Data for this exercise ::
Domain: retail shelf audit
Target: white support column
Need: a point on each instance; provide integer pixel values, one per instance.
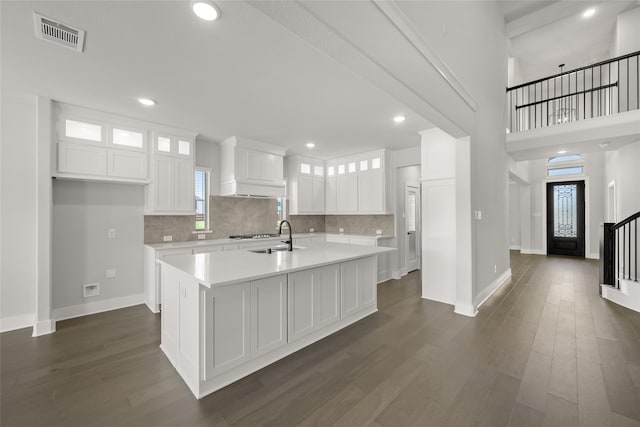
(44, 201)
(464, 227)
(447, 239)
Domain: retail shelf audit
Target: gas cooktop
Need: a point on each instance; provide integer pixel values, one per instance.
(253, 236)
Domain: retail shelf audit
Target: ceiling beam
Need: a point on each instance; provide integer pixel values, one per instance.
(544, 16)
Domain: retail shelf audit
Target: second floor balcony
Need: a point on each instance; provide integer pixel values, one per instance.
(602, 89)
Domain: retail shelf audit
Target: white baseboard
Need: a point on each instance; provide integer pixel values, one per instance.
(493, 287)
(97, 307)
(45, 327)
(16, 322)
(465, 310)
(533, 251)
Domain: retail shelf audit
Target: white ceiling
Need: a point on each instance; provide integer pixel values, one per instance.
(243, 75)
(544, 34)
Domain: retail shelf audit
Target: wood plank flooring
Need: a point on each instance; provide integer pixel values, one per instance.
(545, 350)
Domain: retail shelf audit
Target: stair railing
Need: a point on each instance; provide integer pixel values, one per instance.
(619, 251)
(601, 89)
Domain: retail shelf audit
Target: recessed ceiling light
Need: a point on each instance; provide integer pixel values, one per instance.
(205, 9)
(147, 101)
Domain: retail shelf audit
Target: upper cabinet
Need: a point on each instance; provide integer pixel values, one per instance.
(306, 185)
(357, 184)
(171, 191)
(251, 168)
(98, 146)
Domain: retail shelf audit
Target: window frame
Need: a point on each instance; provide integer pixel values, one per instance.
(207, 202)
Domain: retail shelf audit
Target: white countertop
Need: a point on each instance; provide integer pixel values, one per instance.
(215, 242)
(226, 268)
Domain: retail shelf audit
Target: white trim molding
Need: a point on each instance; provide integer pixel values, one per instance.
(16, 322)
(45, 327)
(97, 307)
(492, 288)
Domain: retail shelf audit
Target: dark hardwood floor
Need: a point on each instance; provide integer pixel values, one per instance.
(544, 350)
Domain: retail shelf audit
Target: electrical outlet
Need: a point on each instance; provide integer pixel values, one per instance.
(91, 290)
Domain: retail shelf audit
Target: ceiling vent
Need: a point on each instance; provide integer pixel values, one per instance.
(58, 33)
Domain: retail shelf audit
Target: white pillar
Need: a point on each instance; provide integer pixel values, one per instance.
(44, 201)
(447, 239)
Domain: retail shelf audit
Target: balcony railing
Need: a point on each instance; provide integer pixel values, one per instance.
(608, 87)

Task objective ::
List each line of the records above that contains the string "white". Case matters.

Solution to the problem ::
Target: white support column
Target: white baseboard
Target: white ceiling
Target: white countertop
Target: white trim molding
Target: white pillar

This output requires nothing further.